### Aim of the task
Will you reproduce every one of the rows below word for word, leaving nothing out and changing nothing?

### Information shown
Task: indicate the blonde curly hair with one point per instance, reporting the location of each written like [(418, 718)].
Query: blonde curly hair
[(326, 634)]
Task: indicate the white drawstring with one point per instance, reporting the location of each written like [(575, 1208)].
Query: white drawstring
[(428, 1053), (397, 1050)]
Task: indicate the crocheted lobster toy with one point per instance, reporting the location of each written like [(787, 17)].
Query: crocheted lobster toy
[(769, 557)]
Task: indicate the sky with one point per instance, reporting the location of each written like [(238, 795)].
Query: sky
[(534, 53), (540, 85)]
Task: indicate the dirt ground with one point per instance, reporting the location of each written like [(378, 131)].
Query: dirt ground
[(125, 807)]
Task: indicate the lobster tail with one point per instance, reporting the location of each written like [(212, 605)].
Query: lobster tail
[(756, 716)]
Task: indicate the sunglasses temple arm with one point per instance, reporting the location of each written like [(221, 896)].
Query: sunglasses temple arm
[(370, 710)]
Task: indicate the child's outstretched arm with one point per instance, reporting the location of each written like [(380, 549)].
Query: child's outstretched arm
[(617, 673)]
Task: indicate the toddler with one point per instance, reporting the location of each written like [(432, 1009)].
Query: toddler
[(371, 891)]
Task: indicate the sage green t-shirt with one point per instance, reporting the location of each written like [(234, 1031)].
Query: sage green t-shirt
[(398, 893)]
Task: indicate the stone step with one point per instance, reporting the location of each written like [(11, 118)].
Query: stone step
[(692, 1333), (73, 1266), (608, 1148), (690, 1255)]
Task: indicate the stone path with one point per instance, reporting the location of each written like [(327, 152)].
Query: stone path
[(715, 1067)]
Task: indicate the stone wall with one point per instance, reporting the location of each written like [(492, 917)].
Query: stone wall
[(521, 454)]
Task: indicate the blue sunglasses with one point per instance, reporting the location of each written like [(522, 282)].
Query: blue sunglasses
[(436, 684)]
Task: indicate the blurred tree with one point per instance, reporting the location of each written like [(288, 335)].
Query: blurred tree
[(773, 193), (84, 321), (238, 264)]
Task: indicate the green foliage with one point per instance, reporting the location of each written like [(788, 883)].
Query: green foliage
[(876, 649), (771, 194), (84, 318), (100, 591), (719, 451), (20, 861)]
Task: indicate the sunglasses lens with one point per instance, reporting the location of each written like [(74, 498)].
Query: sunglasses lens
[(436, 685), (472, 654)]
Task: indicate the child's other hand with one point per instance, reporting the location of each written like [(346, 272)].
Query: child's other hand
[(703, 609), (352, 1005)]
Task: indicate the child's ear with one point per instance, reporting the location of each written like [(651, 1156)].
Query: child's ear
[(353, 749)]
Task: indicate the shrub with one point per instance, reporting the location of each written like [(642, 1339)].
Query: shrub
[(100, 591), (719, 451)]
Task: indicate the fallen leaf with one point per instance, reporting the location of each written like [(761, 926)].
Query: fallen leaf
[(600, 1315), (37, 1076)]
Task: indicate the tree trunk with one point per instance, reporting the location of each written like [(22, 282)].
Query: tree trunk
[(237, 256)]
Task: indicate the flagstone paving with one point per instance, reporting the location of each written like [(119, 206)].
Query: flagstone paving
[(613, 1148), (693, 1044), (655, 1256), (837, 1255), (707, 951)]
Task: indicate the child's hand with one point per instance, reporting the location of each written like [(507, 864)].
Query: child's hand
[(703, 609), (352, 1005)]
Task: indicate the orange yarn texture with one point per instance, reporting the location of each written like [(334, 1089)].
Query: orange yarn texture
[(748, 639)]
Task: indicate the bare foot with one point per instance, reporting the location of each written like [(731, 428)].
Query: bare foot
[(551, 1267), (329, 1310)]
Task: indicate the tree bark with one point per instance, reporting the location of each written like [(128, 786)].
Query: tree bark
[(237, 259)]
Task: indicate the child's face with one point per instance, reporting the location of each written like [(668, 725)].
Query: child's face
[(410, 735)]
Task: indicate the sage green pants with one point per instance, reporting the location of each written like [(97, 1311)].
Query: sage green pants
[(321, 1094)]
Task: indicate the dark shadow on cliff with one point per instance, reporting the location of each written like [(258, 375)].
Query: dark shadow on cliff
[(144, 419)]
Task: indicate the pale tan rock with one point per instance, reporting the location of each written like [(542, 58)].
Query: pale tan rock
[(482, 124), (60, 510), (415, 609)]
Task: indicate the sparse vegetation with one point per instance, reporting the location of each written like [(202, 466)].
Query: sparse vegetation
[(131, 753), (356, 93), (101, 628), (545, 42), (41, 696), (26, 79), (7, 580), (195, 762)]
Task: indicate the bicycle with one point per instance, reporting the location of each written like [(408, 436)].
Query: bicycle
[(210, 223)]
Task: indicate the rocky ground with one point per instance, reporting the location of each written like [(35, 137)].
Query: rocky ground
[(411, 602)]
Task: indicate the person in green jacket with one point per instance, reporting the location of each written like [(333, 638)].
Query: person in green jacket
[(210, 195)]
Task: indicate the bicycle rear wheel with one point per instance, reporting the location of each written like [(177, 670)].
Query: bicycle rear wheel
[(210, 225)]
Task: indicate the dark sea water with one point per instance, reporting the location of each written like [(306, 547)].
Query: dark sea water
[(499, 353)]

### Result for this exercise
Task: indicate the blonde curly hair with one point per instance, reporting the location of each written like [(418, 718)].
Query: blonde curly hair
[(326, 634)]
Task: indicate the white drawstring with one point per instance, reporting the location of each written like [(575, 1208)].
Query: white drawstring
[(428, 1053), (397, 1050)]
Task: indicate the crocheted lobster toy with one point per instance, reporting the location of each written like [(787, 17)].
Query: crocheted lobster toy
[(769, 557)]
Task: indicate the sky with one point per instance, reporting the location of each written like [(238, 795)].
Query: sky
[(534, 53), (540, 85)]
Task: indicate the dirt ground with one point per instance, reporting the location of each written like [(378, 131)].
Query: dirt ground
[(125, 807)]
Task: indicate the lobster tail with one point per instance, reporting the location of each written like [(212, 605)].
Query: lobster tail
[(756, 716)]
Task: indicate the sunglasses temple arm with one point per instance, reporting the location of each written like [(221, 896)].
Query: sunglasses temple arm
[(370, 710)]
Task: indicate the child's outstretched arm with one point per instance, reporting the location of each written like [(380, 549)].
Query: child's outstretched arm
[(617, 673)]
Task: indicate the toddler with one point per instance, reporting the location of each written like [(432, 1009)].
Query: toddler
[(371, 891)]
Task: indicate the sage green t-shirt with one point per instance, reporting the location of each written like [(234, 1031)].
Query: sage green t-shirt
[(398, 893)]
Task: indicate the stone step with one point per instance, reporting the location of each written like [(11, 118)].
Query: stone step
[(692, 1333), (73, 1266), (608, 1148), (690, 1255)]
Task: indicate the stone path with one point per instance, reporting the location of each written like [(327, 152)].
Query: stone path
[(715, 1067)]
Task: indicate the stone wall with one point per instance, reporting the location of each written like [(492, 917)].
Query: stone wall
[(521, 454)]
Task: indicate the blue sunglasses with one point per instance, reporting the location of each written like [(522, 282)].
Query: blue sunglasses
[(436, 684)]
Task: indicate the blurred tree with one point per instance, reporting the location of each written like [(288, 335)].
Query: blurred tree
[(773, 193), (84, 321), (238, 264)]
Task: indicate the green foliage with one point per instance, reporting the location of each written like [(788, 883)].
Query: green foliage
[(876, 649), (771, 194), (84, 318), (100, 591), (719, 451), (20, 861)]
Task: indicate the sunglasses lens with one point per instance, reporting the location of each written like [(74, 498)].
Query: sunglasses lens
[(436, 685), (472, 654)]
Task: indicate the child's other hand with one point per instance, reporting the location of each written like [(346, 272)].
Query: child's other hand
[(703, 609), (352, 1005)]
Task: indicate the child's ear with one point per instance, reporting the location of each written like [(651, 1156)].
Query: child's ear
[(353, 749)]
Task: indicate the shrub with one point per instance, reporting the location of each written like [(642, 1339)].
Query: shrub
[(100, 591), (719, 451)]
Task: indicate the fallen leaf with one point per instance, reporting the location of each written like [(761, 926)].
Query: fallen leaf
[(600, 1315), (37, 1076)]
Task: indicate the tree trunk with one point per instance, reporting the location of each written like [(22, 282)].
Query: tree trunk
[(237, 256)]
Task: indicate the flagstone paving with one point per instance, reporting the location of each written like [(119, 206)].
Query: flagstone paving
[(613, 1148), (693, 1044), (655, 1256), (837, 1255), (707, 951)]
Task: indicate the child's hand with one point per instance, reporting the location of each written like [(507, 864)].
Query: child's hand
[(703, 609), (352, 1005)]
Task: indicate the orange yarn texture with one point per instance, reporting the location of each written like [(334, 1089)].
Query: orange yarn texture
[(748, 639)]
Task: indicate the bare foot with one point per instance, reporting the location of each written like [(731, 428)].
Query: bare foot
[(551, 1267), (329, 1310)]
Task: indicate the tree bark with one point per instance, reporting the location of each written like [(128, 786)].
Query: tree bark
[(237, 259)]
Task: indicate the child's face with one point per instance, reporting the location of each written like [(668, 725)].
Query: child's face
[(410, 735)]
Task: indicate the sage green pants with one point per instance, reporting the location of each written like [(97, 1311)].
Query: sage green pants
[(321, 1094)]
Task: indicate the dark shadow on cliff with one point per instance, reporting the location of each written like [(258, 375)].
Query: dark shadow on cliff
[(144, 419)]
Task: indicate the pale tan rock with one point per instance, reporting the location of each written like [(542, 58)].
Query: pale tan rock
[(482, 124), (60, 510), (415, 609)]
Task: indicate the sparse vegetation with one point per instance, reporting the location of each written like [(202, 466)].
Query: sparse vegetation
[(131, 753), (356, 93), (101, 628), (545, 42), (41, 696), (26, 79), (7, 580), (195, 762)]
Task: indicate the bicycle with one point per instance, reporting the location of each written like [(408, 436)].
Query: bicycle
[(210, 223)]
Task: indicate the rocky ground with one point per instance, reporting the location of each written like [(35, 137)].
Query: rocky ground
[(411, 602)]
Task: indicate the person in green jacket with one point per instance, reporting the location of each written like [(333, 638)].
Query: person in green jacket
[(210, 195)]
Task: indicate the bicycle rear wheel with one point per instance, reporting the location of each written like [(177, 670)].
Query: bicycle rear wheel
[(210, 225)]
Task: indicate the dark sea water with one point per instance, reporting the location of each written like [(306, 547)].
Query: dark sea water
[(499, 353)]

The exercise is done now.